Referring expression pointing data:
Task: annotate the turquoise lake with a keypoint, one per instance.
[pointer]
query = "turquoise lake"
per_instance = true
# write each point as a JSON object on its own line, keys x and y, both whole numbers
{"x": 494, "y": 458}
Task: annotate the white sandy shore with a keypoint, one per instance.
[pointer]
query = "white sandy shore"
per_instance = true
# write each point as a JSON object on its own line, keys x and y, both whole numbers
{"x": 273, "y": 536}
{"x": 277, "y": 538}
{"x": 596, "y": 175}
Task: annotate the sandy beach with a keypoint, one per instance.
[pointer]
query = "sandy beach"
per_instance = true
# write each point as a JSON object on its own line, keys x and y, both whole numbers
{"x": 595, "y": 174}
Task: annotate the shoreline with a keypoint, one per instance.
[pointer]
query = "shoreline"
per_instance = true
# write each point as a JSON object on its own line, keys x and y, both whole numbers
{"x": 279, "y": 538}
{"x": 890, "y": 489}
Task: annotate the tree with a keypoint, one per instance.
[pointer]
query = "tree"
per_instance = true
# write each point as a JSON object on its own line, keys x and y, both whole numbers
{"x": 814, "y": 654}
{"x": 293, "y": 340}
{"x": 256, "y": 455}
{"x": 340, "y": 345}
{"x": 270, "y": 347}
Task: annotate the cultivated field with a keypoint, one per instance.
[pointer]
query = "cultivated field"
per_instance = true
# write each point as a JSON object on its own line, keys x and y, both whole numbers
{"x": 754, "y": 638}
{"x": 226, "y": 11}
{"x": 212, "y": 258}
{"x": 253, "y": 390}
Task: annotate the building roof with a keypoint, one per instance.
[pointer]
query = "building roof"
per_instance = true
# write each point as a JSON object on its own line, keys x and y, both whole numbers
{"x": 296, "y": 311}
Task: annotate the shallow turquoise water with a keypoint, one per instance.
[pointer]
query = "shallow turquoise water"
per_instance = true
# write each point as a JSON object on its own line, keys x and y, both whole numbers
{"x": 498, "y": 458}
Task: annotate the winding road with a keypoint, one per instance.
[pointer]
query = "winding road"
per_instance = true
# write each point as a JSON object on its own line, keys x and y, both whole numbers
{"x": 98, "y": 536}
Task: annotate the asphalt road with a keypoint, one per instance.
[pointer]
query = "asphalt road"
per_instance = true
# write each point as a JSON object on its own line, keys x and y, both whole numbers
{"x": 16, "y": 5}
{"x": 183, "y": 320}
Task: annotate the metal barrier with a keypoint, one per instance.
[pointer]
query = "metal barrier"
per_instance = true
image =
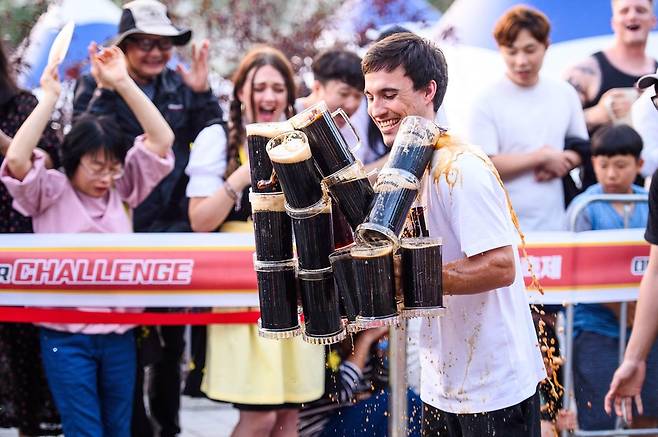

What is required: In your copy, exclude the pictures and repeat each entry above exactly.

Your solution:
Task: annotate the turquoise lake with a keypoint, one per instance.
[pointer]
query = "turquoise lake"
per_instance = true
# write each point as a JSON object on its own line, keys x and y, both whole numbers
{"x": 494, "y": 458}
Task: annotate the white sandy shore with a keypoint, one per instance.
[pointer]
query = "white sandy shore"
per_instance = true
# write each point as a JSON object on its own line, keys x and y, both whole numbers
{"x": 273, "y": 536}
{"x": 277, "y": 538}
{"x": 596, "y": 175}
Task: annotate the sandy beach with a keypoint, one per instance.
[pointer]
query = "sandy beach"
per_instance = true
# write each point as a JSON object on its own line, keys x and y, both whole numbers
{"x": 595, "y": 174}
Task: annotate the shoreline with a keypoint, one per instance.
[pointer]
query = "shoreline"
per_instance = true
# write each point as a JSON object on its own line, keys x and y, both whole numbers
{"x": 279, "y": 538}
{"x": 890, "y": 489}
Task: annotate the tree with a keypoint, one per instance.
[pointer]
query = "tree"
per_instance = true
# write each point as a JSON object on its own line, keys x and y, both whole numbers
{"x": 814, "y": 654}
{"x": 293, "y": 340}
{"x": 256, "y": 455}
{"x": 340, "y": 345}
{"x": 270, "y": 347}
Task: annotate the cultivated field with a keypoint, one per instance.
[pointer]
query = "cultivated field"
per_instance = true
# write each point as a JSON object on its own line, keys x and y, both whole numbers
{"x": 754, "y": 638}
{"x": 226, "y": 11}
{"x": 212, "y": 258}
{"x": 253, "y": 390}
Task: annotate the building roof with a keypoint, one per instance.
[pointer]
query = "building roof"
per_instance = true
# write each point as a JSON object on its own line, keys x and y, both whole numbers
{"x": 296, "y": 311}
Task: annotate the shallow turquoise water with a keypoint, one per instance.
[pointer]
query = "shallow turquoise water"
per_instance = true
# write each point as a JSON object on its own line, keys x and y, both whole numbers
{"x": 498, "y": 458}
Task: annotate the winding road with a keypoint, one per instance.
[pointer]
query = "winding road"
per_instance = true
# write each point as a JSON object on its own line, keys x and y, both whole numbers
{"x": 98, "y": 536}
Task: annotate the asphalt road with a keypoint, one per instance.
[pointer]
query = "asphalt road"
per_instance = true
# write each point as a JSON object on its own line, keys x and y, both whole numbers
{"x": 16, "y": 5}
{"x": 183, "y": 320}
Task: annotate the metal barrier with a keypoint, one per instance.
[pointer]
query = "metal barrier"
per_instance = true
image =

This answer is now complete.